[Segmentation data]
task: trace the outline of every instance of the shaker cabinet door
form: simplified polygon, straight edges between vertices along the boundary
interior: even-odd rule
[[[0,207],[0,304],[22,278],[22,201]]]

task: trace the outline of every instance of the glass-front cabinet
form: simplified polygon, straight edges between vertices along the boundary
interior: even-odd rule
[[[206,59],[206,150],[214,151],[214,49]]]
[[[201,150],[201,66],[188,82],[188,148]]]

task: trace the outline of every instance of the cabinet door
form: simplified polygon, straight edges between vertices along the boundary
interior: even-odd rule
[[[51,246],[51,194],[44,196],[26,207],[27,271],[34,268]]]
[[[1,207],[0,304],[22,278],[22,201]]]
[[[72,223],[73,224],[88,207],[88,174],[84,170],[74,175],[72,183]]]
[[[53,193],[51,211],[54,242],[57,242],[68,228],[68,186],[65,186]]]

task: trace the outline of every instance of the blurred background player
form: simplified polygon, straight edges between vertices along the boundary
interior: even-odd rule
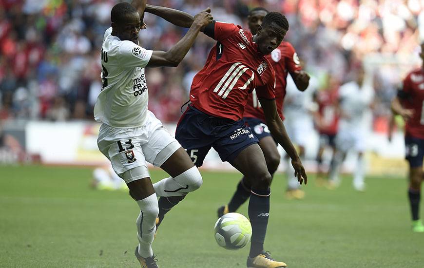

**Problem**
Reproduce every line of the entries above, requests included, increasing each vertex coordinate in the polygon outlines by 131. Omit the pictures from your answer.

**Solution to this exercise**
task: trace the outline of every instance of the shaker cabinet door
form: simplified polygon, straight edges between vertices along the boundary
interior: even-odd rule
[[[131,338],[131,435],[153,409],[153,332]]]

task: trace the outline of every instance of the glass-front cabinet
form: simplified polygon, straight edges between vertices along the boundary
interior: even-odd rule
[[[337,190],[337,281],[345,282],[345,180]]]
[[[332,281],[332,197],[319,213],[319,279]]]

task: trace the outline of every instance of the cabinet door
form: simplified polygon, straight edges between vertices along the boundary
interior: even-odd rule
[[[182,377],[182,325],[175,327],[157,338],[158,402],[165,399]]]
[[[132,338],[131,435],[153,409],[153,332]]]
[[[203,354],[204,355],[219,338],[219,305],[215,301],[205,306],[203,314]]]
[[[184,324],[182,342],[185,373],[188,373],[199,359],[199,317],[196,317]]]

task: trace the outline of every instance of the blurred background player
form: simplified polygon, straight edges between vertices along the boundary
interior: even-odd rule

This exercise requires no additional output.